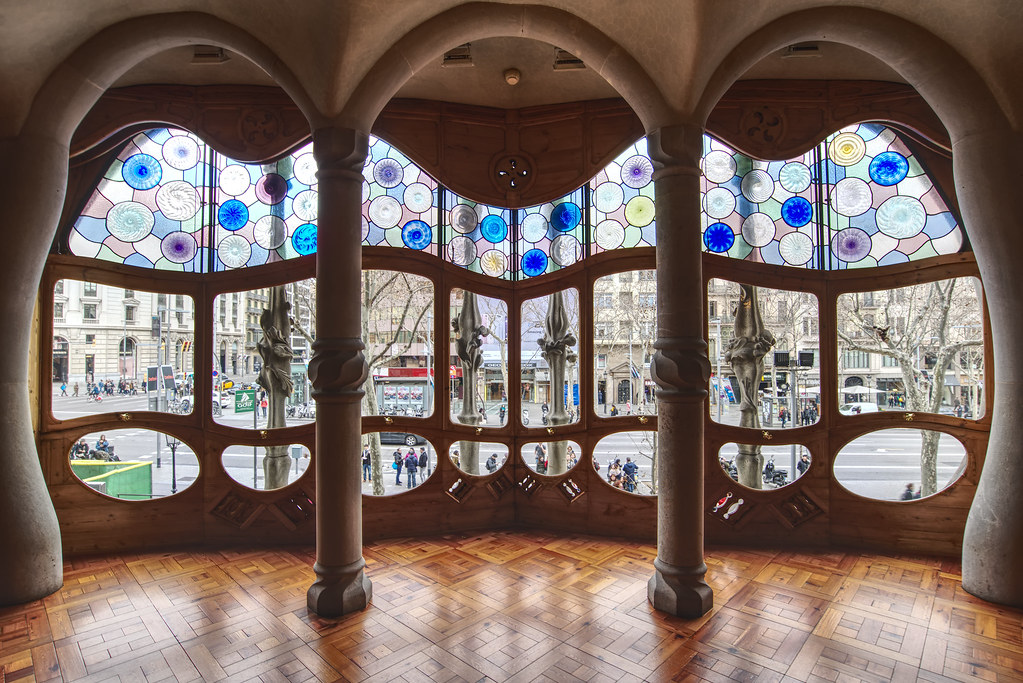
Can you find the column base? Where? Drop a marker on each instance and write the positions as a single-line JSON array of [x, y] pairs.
[[679, 590], [340, 591]]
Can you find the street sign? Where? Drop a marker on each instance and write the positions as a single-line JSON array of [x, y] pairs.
[[245, 401]]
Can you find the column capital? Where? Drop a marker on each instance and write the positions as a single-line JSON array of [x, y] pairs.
[[338, 368], [680, 368]]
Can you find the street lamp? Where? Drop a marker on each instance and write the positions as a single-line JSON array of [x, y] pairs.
[[173, 444]]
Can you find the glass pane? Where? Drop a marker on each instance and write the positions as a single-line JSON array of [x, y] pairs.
[[398, 331], [242, 392], [779, 463], [627, 460], [624, 331], [478, 457], [248, 464], [919, 349], [549, 363], [900, 464], [395, 461], [101, 355], [786, 385], [479, 397], [133, 464]]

Activity: All entries are to be duplicated exactly, with the pictures left out.

Output below:
Can you find the column base? Where? Drop a marker on each instance and write the positions as a single-line JSON array of [x, y] pairs.
[[679, 590], [340, 591]]
Can you find the street sign? Where? Drop a marker on each instance and write the positions as a single-line JSON array of [x, y] pairs.
[[245, 401]]
Can you find the column capital? Where? Drop a marker on each instance and write the positions as a single-line JSON array of [x, y] pairs.
[[338, 368], [680, 368]]
Can you find the street lamp? Where? Drop a marker on each instance and write the positions as a single-line JSON array of [x, y] pairs.
[[173, 444]]
Can you find the glass pane? Where? Drop a marker on each instance and write the positions as a single-line JSON array of [x, y] pairs.
[[398, 331], [242, 392], [779, 463], [627, 460], [624, 331], [478, 457], [248, 464], [919, 349], [549, 363], [900, 464], [395, 461], [101, 355], [786, 385], [479, 397], [133, 464]]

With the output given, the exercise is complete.